Exercise description :: Can you copy the data word for word, from the line with "outline maroon football shorts" up to and including the line with "116), (137, 112)]", leaving the pictures out?

Data entries ::

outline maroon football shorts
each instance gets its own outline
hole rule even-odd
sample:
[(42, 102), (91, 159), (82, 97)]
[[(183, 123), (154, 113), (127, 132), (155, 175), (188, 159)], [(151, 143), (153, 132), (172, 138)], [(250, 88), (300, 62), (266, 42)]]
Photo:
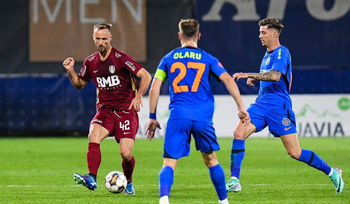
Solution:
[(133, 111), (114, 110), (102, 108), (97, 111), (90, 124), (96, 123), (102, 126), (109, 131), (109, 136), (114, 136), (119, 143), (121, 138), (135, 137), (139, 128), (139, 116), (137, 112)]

...

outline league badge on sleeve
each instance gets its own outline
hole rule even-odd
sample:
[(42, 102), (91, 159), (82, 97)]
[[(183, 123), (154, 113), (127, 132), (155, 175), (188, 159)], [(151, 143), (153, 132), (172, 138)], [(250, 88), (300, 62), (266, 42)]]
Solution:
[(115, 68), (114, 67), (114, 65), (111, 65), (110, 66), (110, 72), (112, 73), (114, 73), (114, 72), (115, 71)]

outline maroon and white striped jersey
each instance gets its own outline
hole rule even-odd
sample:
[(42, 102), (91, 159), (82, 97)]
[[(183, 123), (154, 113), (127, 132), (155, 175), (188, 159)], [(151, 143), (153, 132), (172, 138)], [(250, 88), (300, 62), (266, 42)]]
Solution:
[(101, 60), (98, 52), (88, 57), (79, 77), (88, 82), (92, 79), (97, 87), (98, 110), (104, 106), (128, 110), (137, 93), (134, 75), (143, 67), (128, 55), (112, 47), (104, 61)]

Exercise solution ::
outline maroon football shorts
each instance gets its own outline
hole rule even-odd
sample:
[(42, 102), (91, 159), (82, 97)]
[[(183, 123), (154, 113), (127, 132), (155, 175), (188, 159)], [(151, 143), (153, 132), (172, 138)], [(250, 88), (300, 62), (266, 42)]]
Photo:
Solution:
[(133, 111), (114, 110), (102, 108), (97, 111), (90, 124), (96, 123), (102, 126), (109, 131), (109, 136), (114, 136), (119, 143), (121, 138), (135, 137), (139, 128), (139, 116), (137, 112)]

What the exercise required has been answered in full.